Taiwanese politician

Lin Li-chan (林麗蟬 (Lín Lìchán); Khmer: លីន លីចាន់; born 2 October 1977) is a Taiwanese politician. She was the first immigrant to Taiwan to be elected a member of the Legislative Yuan, where she served one term from 2016 to 2020.

==Biography==
Lin was born in Cambodia to an ethnic Chinese family of Teochew descent. She is a naturalized citizen of Taiwan. Her father died in a traffic collision, and, when she was 20, her mother married Lin to a Taiwanese man, Hsieh Shui-chin, for money. They had two children.

Lin learned Taiwanese Hokkien and Taiwanese Mandarin both around the house and while working at a factory. After graduating from Chienkuo Technology University, she obtained a master's degree in non-profit organization management at National Chi Nan University to improve her Mandarin. She then later earned a Ph.D. in Southeast Asian studies from National Chi Nan University.

Prior to her political career, Lin was engaged in volunteer work for many causes, including the Taiwan New Immigrant Development and Exchange Association. She has also worked in radio.

Lin was named as a candidate for the 2016 legislative election in November 2015. Listed fourth on the Kuomintang proportional representation ballot, she became the first immigrant to win a seat in the Legislative Yuan.

Near the end of her term in the Ninth Legislative Yuan, Lin was offered an advisory position to the Kaohsiung City Government led by mayor Han Kuo-yu.

→ Provided records
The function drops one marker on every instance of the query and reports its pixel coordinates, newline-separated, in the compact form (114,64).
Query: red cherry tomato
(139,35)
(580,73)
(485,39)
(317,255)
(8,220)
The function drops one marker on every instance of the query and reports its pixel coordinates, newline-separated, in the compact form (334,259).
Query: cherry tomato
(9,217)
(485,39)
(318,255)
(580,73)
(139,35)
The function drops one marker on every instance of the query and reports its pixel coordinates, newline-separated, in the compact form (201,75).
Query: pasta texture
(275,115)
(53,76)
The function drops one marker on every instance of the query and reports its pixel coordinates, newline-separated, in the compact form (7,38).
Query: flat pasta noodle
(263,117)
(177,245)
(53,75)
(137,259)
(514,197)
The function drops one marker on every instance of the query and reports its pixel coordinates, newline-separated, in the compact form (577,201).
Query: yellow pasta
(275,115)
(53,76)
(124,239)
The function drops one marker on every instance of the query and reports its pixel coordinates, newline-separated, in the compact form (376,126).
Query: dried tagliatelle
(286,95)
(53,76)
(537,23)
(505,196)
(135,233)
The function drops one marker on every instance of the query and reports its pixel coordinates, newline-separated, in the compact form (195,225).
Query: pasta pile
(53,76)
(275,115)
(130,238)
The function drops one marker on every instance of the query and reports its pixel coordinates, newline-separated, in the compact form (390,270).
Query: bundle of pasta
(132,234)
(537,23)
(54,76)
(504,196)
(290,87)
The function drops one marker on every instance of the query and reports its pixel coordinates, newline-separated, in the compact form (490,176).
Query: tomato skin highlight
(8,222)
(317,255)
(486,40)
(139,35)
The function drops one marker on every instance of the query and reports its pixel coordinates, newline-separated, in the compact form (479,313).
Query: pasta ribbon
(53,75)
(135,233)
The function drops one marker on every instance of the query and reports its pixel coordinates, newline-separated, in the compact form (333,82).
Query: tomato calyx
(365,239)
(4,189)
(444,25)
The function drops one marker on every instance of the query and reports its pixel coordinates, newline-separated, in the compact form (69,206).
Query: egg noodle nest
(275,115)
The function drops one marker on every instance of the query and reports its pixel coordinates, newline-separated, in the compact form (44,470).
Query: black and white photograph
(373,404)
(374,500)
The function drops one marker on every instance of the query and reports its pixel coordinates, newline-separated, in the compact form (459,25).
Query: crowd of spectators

→ Exercises to complete
[1] According to the biography of Lin Li-chan, in what field did she earn her Ph.D.?
[2] In the biography of Lin Li-chan, retype the passage starting at "Lin was named" and ending at "the Legislative Yuan.".
The data above were taken from a different source than the text.

→ Responses by task
[1] Southeast Asian studies.

[2]
Lin was named as a candidate for the 2016 legislative election in November 2015. Listed fourth on the Kuomintang proportional representation ballot, she became the first immigrant to win a seat in the Legislative Yuan.